**Required work**
Below is a listing to repeat exactly, with its pictures left out.

**Supplied data**
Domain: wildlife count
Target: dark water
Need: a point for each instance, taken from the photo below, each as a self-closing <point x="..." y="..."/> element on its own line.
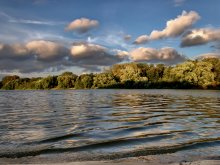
<point x="108" y="123"/>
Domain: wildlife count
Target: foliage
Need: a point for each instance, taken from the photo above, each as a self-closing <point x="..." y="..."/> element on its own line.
<point x="200" y="74"/>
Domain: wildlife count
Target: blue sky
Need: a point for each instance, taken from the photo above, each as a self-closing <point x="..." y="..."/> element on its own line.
<point x="24" y="21"/>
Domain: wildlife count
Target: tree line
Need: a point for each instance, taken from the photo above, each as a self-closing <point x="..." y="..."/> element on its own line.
<point x="197" y="74"/>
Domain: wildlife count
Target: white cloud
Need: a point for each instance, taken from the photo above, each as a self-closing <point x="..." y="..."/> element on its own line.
<point x="174" y="27"/>
<point x="93" y="55"/>
<point x="208" y="55"/>
<point x="82" y="25"/>
<point x="47" y="50"/>
<point x="142" y="39"/>
<point x="200" y="36"/>
<point x="165" y="55"/>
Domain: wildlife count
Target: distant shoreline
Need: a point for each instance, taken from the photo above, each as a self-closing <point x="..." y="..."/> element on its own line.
<point x="165" y="159"/>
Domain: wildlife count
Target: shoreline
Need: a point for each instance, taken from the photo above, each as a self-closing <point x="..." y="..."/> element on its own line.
<point x="164" y="159"/>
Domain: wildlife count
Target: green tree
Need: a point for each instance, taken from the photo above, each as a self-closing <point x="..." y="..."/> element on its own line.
<point x="84" y="81"/>
<point x="66" y="80"/>
<point x="103" y="80"/>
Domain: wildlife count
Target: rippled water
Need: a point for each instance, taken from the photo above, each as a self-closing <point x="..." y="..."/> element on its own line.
<point x="108" y="123"/>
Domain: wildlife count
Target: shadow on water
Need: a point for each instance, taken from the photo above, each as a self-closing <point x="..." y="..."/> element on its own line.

**Written solution**
Domain: wildlife count
Target: dark water
Need: a point for each instance, taken from the photo below, each as a self-closing <point x="..." y="..."/> element on its own line.
<point x="108" y="123"/>
Domain: wildlife count
Target: foliage
Need: a point for each instance, taken from the photo above, each as a self-closing <point x="..." y="..."/> element on its own line.
<point x="200" y="74"/>
Domain: wildlife count
Target: blue sky
Need: a point for each instance, taken from the photo above, each as a self-closing <point x="..." y="..."/> element on its own line.
<point x="24" y="21"/>
Domain: wildlife count
Target: tree line
Need: a point for each instance, taken from the photo above, each as a self-closing <point x="..." y="..."/> element on its own line.
<point x="197" y="74"/>
Domain: wildlife count
Target: white cloud
Need: a point for each instance, taken from the photo above, each as a self-closing <point x="..." y="..."/> element on its own line.
<point x="174" y="27"/>
<point x="93" y="55"/>
<point x="208" y="55"/>
<point x="82" y="25"/>
<point x="47" y="50"/>
<point x="142" y="39"/>
<point x="200" y="36"/>
<point x="165" y="55"/>
Domain: wildlife count
Target: distant shoreline
Need: a point for each instance, taken from the photo above, each as a self-closing <point x="..." y="..."/> element on its own line.
<point x="165" y="159"/>
Domain: wildlife count
Target: shoreline
Need: a point for each instance, taken from the photo above, each as a self-closing <point x="..." y="..."/> element on its own line.
<point x="164" y="159"/>
Domain: wildlife count
Target: green tree
Need: a point for each instance, taken from the photo above, each as a self-closing <point x="..." y="..."/> element on its own line.
<point x="84" y="81"/>
<point x="66" y="80"/>
<point x="103" y="80"/>
Domain: wildlife count
Target: rippled water
Need: a point for each instance, taken from the photo above, each as a self-closing <point x="..." y="..."/> element on its own line.
<point x="108" y="123"/>
Domain: wildlife count
Target: shadow on water
Need: a point for each instance, taken from the photo above, each as a self-closing <point x="..." y="..."/> element on its own line.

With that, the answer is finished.